**Given passage**
□ □ □ □ □
The Test Suite Resources > Search Images tab shows recorded/expected images.

Now try Run Test Case () to see that it works.

When Image Search Fails

With Image Search, playback may fail due to a single different pixel in the expected versus actual image. For example, there could be differences due to changes in hardware, color profile, brightness of surroundings (in the case where a device has a light sensor), time of day (for example Day Mode vs Night Mode), lossy compression, or sub-pixel antialiasing rendering. Or maybe the image is different and needs to be acquired again.

Image Not Found dialog

If this happens, the Image Not Found dialog pops up. At this point, there are lots of things you can do.

• If the expected image is out of date, you can Update the image from the current desktop.
• If you want to relax the image search parameters for that particular statement, you can click Adjust Search Parameters.
• If you want to apply a default tolerant image search for your test suite based on how closely the current actual matches the expected, click Attempt to fix image search errors automatically followed by Change Defaults.
□ □ □ □ □
**Tasks for this exercise**
• 1. In the image search passage, which button relaxes the image search parameters for one particular statement?
• 2. Carry on the passage about image search failures from its final sentence.

**Dataset section**
□ □ □ □ □
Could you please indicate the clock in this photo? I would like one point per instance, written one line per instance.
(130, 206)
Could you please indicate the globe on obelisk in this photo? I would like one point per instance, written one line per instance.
□ □ □ □ □
**Answer list**
• 1. Adjust Search Parameters.

• 2.
  You can view or set default tolerance levels for the test suite in Test Suite Settings > Image Search.

See How to Do Image-Based Testing for more information.

Recording Snippets

After playback is finished, the MCU connection terminates. By selecting Launch AUT (), the connection to your AUT is re-established.

The \ide is now in Spy perspective, neither recording nor playing back a test case. Click to focus the cursor anywhere in your test script, and then Record () a snippet to be inserted at that location. Click Stop Recording() to see the snippet inserted into your test script.

Making your QUL AUT testable

Before Squish for QUL can be used for testing your Qt Ultralite AUT, it must be made testable.

If your AUT already includes QUL in the build tree (or vice-versa), simply rebuilding your project with the compiler define QUL_PLATFORM_DEVICELINK_ENABLED should be sufficient.

After the AUT is built and flashed onto the device, it should be possible to record and playback test cases on it.

If your AUT is separate from the QUL source, you can follow the steps described in the next sections:

1. Build QUL for your device from sources with compiler define QUL_PLATFORM_DEVICELINK_ENABLED.
2. Build your AUT against that custom build of QUL.

Building a DeviceLink Enabled QUL AUT

Before building QUL (or a QUL AUT which probably includes QUL), you need to install the following software:

• Qt for MCUs, with QUL sources, and support for your device.
• protoc, the Google Protocol Buffers compiler
• Python (3.10 or later)
• python-protobuf 4.x (eg. 4.25.3) module. The latest 5.x release is currently not compatible.

  On Windows, you can install this with pip.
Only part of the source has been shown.